In welchem Jahr weihte Leo XIII. dem Text über das Herz-Jesu-Fest zufolge die ganze Welt dem Herzen Jesu?

━━ Ausgangstext

Beim Herz-Jesu-Fest geht es geht nicht um Organ, Fleisch, Herzmuskel. In unserem Kulturkreis gehört das Wort Herz zu den „Urworten“ (Karl Rahner). Es wird gleichgesetzt mit Gefühlen der Zuwendung, Liebe, Barmherzigkeit. Besonders die Mystiker des Mittelalters förderten die Herz-Jesu-Verehrung. Nach den Visionen von Margareta Alacoque (1647-1690) wurde das Fest in der lateinischen Kirche eingeführt. 1796 wurde Tirol dem Herzen Jesu geweiht, 1856 ganz Deutschland.1875 erstand in Paris die Kirche Sacre-Coeur. 1875 gründete der hl. Arnold Janssen in Steyl das erste deutsche Missionshaus; später das Herz-Jesu-Kloster der Steyler Missionsschwestern. Seine erste Zeitschrift nannte er „Kleiner Herz-Jesu-Bote“, später „Stadt Gottes“ genannt. Er schloss seine Briefe mit dem Gebetsruf: „Vivat Cor Jesu in cordibus nostris!“ Die Förderung der Herz-Jesu-Frömmigkeit wurde ein Charakteristikum auch der Franziskaner und Jesuiten: Karl Rahner promovierte über Joh 19,34. 1899 weihte Leo XIII. die ganze Welt dem Herzen Jesu.1956 verfasste Pius XII. seine Herz-Jesu-Enzyklika „Haurietis aquas“, gewiss auch beeinflusst durch Visionen der Schwester Maria Droste zu Vischering. Unsere letzten drei Päpste sprachen wiederholt in Enzykliken und Ansprachen von der Barmherzigkeit Gottes, die in Jesu Wort und Tat ein Gesicht bekam. Häufig zitiert wird das Wort des „Kleinen Prinzen“: „Man sieht nur mit dem Herzen gut. Das Wesentliche ist den Augen verborgen.“ Und auch oft zitiert: „Das Herz hat Gründe, die der Verstand nicht kennt.“ In den modernen Kommunikationsmedien (Smiley, Email, SMS, WhatsApp) steht das Herzsymbol oft als Ersatz für „Ich liebe dich“.

━━━━
━━ Vorliegende Einträge

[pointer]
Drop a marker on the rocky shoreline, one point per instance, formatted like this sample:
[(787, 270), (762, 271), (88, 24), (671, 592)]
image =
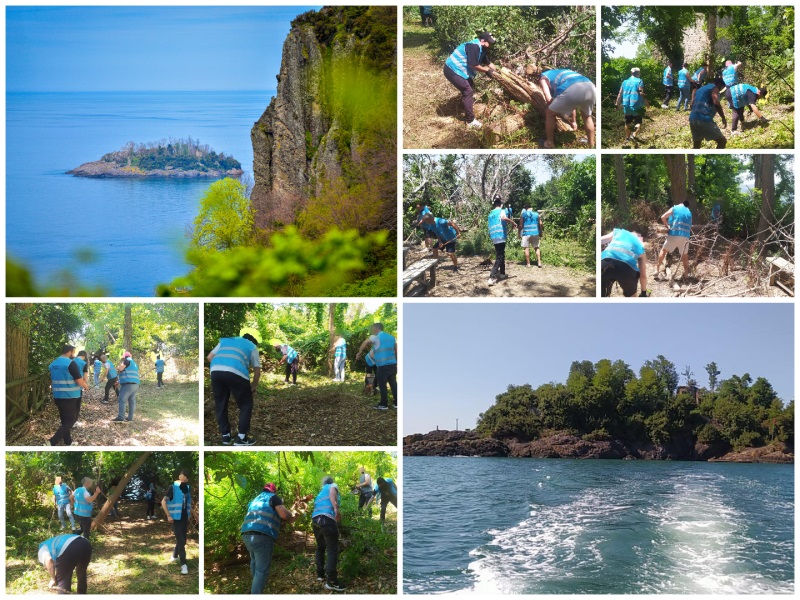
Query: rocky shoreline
[(100, 169), (564, 445)]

━━━━

> **Antwort**
Im Jahr 1899.